__PROBLEM REQUIREMENTS__.
Could you reproduce the listing below word for word, keeping every line as it appears? Leave out any picture.
--------
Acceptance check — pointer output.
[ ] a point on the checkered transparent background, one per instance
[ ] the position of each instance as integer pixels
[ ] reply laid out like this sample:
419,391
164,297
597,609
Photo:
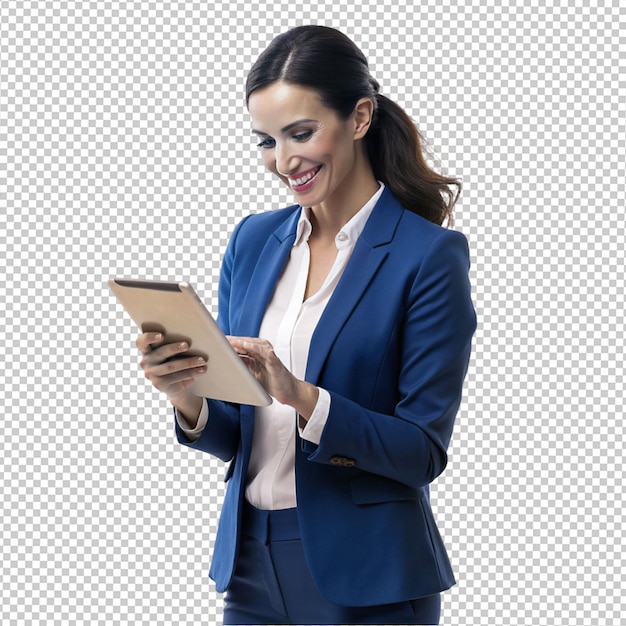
--------
__CORRECT RESULT__.
Acceptance check — pointer output.
[ ] a point on the checkered transparent background, one per instance
[ ] the position of each instance as integer pixels
[ ] reply laid out like this sample:
419,391
164,297
597,609
Photo:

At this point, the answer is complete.